- Request: Identify the line in which "the silhouetted figure" appears, then reproduce that line and all remaining lines of the records word for word.

-- -- --

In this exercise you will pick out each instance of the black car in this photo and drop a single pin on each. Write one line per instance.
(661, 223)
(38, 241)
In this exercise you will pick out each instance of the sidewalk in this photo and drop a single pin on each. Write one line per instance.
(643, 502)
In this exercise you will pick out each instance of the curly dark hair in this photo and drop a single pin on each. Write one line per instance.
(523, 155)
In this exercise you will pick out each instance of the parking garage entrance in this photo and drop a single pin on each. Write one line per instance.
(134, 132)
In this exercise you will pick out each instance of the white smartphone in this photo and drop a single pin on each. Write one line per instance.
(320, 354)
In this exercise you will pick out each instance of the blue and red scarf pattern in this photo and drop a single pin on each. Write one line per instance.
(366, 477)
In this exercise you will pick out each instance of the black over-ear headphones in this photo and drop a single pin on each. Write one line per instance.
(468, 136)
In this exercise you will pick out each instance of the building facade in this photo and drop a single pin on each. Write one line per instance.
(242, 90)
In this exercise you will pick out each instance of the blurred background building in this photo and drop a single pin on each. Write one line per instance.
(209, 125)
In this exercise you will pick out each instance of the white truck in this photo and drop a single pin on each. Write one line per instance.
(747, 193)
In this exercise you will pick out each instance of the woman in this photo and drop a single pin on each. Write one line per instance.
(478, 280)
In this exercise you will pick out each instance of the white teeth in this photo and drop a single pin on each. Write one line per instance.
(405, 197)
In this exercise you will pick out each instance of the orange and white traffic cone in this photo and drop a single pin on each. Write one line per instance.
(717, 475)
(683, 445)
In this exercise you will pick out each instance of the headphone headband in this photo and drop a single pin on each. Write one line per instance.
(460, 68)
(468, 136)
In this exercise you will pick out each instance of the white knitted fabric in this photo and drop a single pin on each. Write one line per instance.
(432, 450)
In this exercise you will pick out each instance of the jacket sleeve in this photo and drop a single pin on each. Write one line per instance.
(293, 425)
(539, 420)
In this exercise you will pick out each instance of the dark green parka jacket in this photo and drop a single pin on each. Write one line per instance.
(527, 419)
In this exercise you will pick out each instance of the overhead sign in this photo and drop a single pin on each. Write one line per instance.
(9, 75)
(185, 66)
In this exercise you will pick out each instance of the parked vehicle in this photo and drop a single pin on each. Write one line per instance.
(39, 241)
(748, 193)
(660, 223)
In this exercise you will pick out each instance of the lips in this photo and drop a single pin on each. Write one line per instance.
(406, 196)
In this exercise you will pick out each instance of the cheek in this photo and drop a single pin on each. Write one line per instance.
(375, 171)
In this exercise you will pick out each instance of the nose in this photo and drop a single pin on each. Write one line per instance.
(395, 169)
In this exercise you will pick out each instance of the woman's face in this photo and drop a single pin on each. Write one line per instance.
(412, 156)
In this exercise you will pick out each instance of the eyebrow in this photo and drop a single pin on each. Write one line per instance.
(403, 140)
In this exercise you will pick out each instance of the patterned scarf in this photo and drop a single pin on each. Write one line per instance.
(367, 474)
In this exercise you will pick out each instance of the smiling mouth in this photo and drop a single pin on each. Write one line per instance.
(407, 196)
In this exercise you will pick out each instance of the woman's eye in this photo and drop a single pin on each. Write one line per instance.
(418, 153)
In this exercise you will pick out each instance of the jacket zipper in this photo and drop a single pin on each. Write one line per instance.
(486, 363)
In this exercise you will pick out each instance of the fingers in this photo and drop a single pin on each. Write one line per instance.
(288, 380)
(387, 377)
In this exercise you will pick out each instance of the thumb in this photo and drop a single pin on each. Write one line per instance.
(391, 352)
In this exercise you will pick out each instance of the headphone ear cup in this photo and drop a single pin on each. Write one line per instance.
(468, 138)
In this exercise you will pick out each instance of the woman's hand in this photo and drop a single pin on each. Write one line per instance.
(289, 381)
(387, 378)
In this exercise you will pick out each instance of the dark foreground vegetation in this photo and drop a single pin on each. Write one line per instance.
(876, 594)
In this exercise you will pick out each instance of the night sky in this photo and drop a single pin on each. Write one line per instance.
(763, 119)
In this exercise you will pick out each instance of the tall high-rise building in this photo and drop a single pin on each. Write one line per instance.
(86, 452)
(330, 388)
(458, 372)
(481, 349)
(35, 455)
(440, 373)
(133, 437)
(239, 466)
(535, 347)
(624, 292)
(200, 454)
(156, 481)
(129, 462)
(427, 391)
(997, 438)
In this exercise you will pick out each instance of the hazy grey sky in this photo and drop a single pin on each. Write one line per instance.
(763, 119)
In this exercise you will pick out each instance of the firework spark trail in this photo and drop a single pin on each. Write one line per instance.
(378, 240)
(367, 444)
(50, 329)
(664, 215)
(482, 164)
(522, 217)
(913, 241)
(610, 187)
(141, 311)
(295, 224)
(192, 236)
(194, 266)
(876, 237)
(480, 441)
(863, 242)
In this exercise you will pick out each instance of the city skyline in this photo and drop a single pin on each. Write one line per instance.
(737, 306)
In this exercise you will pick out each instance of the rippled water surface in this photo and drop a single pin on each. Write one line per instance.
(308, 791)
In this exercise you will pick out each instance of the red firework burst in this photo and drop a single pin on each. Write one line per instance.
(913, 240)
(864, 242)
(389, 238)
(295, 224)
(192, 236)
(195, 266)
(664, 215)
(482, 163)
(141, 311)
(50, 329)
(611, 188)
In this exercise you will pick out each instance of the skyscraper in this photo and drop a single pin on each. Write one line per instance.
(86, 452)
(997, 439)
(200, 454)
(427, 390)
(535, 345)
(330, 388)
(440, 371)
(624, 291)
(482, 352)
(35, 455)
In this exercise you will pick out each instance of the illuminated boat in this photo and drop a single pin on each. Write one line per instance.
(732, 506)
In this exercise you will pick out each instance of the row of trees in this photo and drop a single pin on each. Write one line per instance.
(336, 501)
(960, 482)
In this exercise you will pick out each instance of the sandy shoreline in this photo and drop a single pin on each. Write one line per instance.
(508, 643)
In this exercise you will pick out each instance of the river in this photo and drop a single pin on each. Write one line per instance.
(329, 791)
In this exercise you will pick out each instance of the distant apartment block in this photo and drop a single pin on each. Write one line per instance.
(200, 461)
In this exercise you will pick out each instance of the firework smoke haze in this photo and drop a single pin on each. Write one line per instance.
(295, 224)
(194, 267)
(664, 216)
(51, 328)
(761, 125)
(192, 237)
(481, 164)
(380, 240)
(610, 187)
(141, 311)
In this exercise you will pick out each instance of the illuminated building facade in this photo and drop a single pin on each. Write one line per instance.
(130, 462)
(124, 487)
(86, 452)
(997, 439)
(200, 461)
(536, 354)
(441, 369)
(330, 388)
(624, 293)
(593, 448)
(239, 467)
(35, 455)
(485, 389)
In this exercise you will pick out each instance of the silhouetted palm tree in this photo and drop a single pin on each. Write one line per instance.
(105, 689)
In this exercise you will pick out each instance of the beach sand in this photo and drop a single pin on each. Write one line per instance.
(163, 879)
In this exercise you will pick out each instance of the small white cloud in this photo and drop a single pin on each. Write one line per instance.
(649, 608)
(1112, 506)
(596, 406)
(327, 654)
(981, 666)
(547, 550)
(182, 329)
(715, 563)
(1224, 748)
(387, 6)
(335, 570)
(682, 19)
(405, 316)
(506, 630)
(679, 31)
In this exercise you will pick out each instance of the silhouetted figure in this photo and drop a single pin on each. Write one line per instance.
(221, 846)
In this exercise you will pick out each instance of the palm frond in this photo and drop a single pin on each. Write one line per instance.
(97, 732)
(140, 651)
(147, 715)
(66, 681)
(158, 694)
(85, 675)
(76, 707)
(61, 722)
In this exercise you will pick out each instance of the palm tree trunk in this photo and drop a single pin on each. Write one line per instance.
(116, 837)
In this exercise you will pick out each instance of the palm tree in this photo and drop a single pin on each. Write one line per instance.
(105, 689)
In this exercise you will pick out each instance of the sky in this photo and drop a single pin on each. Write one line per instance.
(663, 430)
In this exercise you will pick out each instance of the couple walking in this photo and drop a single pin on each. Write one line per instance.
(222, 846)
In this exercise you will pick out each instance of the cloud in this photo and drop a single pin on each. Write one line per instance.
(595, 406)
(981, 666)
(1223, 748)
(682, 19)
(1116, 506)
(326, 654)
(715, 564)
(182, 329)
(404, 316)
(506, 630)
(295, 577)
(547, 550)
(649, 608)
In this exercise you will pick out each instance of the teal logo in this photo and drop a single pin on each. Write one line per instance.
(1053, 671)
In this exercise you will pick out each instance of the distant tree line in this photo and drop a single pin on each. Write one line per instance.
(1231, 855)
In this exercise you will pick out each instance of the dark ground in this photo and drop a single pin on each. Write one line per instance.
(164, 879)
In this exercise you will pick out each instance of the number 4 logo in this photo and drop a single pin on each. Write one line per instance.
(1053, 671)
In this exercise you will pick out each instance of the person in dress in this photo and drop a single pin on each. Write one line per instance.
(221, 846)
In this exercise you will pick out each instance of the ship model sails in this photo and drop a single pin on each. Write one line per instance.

-- -- --

- Answer in full:
In this exercise you will pick out each instance of the silhouetted figure in this photo and drop a single pin on each. Write one line per instance.
(221, 846)
In this exercise you will pick out each instance of the palm frond in this photo and drop a single pin on each. Write one line per instance.
(97, 732)
(140, 651)
(147, 715)
(66, 681)
(158, 694)
(85, 675)
(76, 707)
(61, 722)
In this exercise you will pick out each instance of the palm tree trunk in this photo and drop a single pin on each. Write one line per instance.
(116, 837)
In this exercise you will pick out each instance of the palm tree in this photo and drop a single pin on each. Write one line per instance.
(105, 689)
In this exercise you will pick out each instance of the sky in this photo and drop a single pin on each. Write one line per instance.
(663, 430)
In this exercise you will pick out each instance of the couple walking in this photo and drop a single pin on each. Write one line per instance.
(222, 846)
In this exercise you will pick out each instance of the cloud in this photo and drop a single pin on each. Write one line per instance.
(595, 406)
(981, 666)
(1223, 748)
(682, 19)
(1116, 506)
(326, 654)
(715, 564)
(182, 329)
(404, 316)
(506, 630)
(295, 577)
(547, 550)
(649, 608)
In this exercise you will pick out each instance of the teal logo in this photo and drop a single pin on each. Write one line per instance.
(1053, 671)
In this exercise you will pick out each instance of the distant tree line in this photo and drop a single pin on each. Write one line per instance.
(1231, 855)
In this exercise you will pick out each instance of the dark ground in this photo and drop a single pin on each. Write one line per instance.
(164, 879)
In this exercise you will pick out each instance of the number 4 logo in this photo and drop a single pin on each. Write one line per instance.
(1053, 671)
In this exercise you will pick out each instance of the person in dress in this photo and drop a single pin on each. Write one line per instance.
(221, 846)
In this exercise you will pick out each instance of the ship model sails in this photo and drop a single pin on each. Write one line per instance.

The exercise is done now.